Task to carry out
Write out only the tail of the records, beginning at the line containing "Query: rolled-up sleeve" and including the last line, exactly as written.

Exercise material
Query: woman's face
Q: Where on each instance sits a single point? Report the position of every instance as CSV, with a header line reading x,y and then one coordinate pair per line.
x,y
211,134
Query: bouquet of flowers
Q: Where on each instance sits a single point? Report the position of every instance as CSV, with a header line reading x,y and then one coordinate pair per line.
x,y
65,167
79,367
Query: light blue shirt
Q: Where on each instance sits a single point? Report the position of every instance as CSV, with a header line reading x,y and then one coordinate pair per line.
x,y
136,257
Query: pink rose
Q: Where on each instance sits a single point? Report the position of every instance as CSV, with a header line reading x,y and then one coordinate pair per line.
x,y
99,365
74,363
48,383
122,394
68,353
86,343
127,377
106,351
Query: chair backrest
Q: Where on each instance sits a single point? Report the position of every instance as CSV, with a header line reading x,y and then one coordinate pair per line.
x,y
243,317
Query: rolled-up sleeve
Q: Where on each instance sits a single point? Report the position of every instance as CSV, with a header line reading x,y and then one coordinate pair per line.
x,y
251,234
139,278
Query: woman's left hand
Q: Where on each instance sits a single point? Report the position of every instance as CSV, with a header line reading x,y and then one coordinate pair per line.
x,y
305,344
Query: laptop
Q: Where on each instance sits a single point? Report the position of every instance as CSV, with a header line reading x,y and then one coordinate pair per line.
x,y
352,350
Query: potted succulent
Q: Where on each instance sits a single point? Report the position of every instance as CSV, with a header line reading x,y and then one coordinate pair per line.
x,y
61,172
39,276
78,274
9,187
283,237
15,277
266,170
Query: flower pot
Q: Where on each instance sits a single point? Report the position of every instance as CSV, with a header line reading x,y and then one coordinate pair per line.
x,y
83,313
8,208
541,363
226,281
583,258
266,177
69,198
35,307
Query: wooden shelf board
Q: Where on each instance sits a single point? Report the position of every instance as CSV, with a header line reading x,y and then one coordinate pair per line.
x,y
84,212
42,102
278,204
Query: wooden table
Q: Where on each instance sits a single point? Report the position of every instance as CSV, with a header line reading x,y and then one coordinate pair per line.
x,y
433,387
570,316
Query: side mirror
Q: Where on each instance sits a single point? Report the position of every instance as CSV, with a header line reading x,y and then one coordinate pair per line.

Final answer
Query: rolled-up sleeve
Q: Where on each instance sits a single point? Report the position of every instance as CSV, with a header line reading x,y and then one coordinate pair per line.
x,y
251,234
139,278
Query: woman's left hand
Q: Where on each instance sits a single point? Report the position of every instance as CSV, with a header line reading x,y and then one coordinate pair per line.
x,y
305,344
Query: laptop
Q: Where on each instance sits a single point? Report the position of every instance as CSV, with a header line reading x,y and then one coordinate pair per line.
x,y
352,350
Query: potted succulent
Q: Where on each instance sits a single point? Report the position of every instance as CSV, with a header line reading x,y and then one coordinate pair per line.
x,y
61,172
39,276
78,274
9,187
283,237
15,277
266,170
Query: flower pot
Q: Where on each instance sits a single point? Report the position of every instance as CSV, with a header line reading x,y and then one coordinate pair per line.
x,y
83,313
8,208
541,363
226,281
583,258
266,177
69,198
35,307
Query: wooden shelf board
Q: Where on each instance sits a single point? Report the position of every instance as CSV, with a header line reading x,y and then one coordinate pair per line.
x,y
84,212
42,102
278,204
Query: wooden table
Q: Where on each instance sits a single point? Report the position of every instance as CSV, with a header line reading x,y and then one coordinate pair per line.
x,y
433,387
570,316
Query: side mirror
Q: Where on each instance sits a single point? Report the position of every instance as CSV, with a header line reading x,y and then one coordinate pair per line.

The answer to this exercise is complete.